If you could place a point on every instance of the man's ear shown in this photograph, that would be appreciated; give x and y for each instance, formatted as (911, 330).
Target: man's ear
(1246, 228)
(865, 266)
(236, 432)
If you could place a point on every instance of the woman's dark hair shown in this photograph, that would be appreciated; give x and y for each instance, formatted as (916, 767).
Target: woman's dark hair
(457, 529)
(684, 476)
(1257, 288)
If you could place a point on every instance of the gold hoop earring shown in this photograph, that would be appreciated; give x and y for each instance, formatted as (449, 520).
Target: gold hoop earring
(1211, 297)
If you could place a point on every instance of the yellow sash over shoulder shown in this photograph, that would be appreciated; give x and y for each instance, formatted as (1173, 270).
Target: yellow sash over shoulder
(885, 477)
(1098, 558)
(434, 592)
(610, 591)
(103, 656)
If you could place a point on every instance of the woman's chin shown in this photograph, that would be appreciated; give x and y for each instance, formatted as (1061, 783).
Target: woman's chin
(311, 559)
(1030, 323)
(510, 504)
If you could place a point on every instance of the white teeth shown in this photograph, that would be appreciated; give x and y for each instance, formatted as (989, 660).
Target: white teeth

**PROBLEM TO WORK ON**
Change "Target" to "Object" throughout the part of the data that opens with the line containing "as (916, 767)." and closes with the end of the data, leaving everything else unchanged. Return only that part.

**OUTPUT BELOW**
If you could place a point on every instance of the woman's dark hair shown in this photograph, that would be appreciated; give x and y for each instance, formatted as (916, 767).
Object: woman's dark hair
(457, 529)
(684, 476)
(1257, 288)
If you could place a point on every instance of the gold hoop earring shown in this photograph, that would be appreciated; give x and y for each instance, formatted as (449, 520).
Object: gold hoop earring
(1211, 297)
If you could place a point on every instance of the yellow sash over shoulder shown in this photograph, that would be appreciated; give x and y for each instance, formatted as (1173, 270).
Object: yellow sash over shoulder
(885, 477)
(1098, 558)
(434, 592)
(610, 591)
(103, 656)
If you could place a point on every instance of the woman's chin shown in this photograph, that would be appreciated; give x and y for each instance, formatted as (1061, 783).
Object: woman's chin
(311, 559)
(1030, 323)
(510, 504)
If you could place a point on every instance of the white teeth shown in this photograph, that would be appreciated; give x and y for each instance, formatted as (989, 660).
Object: white teeth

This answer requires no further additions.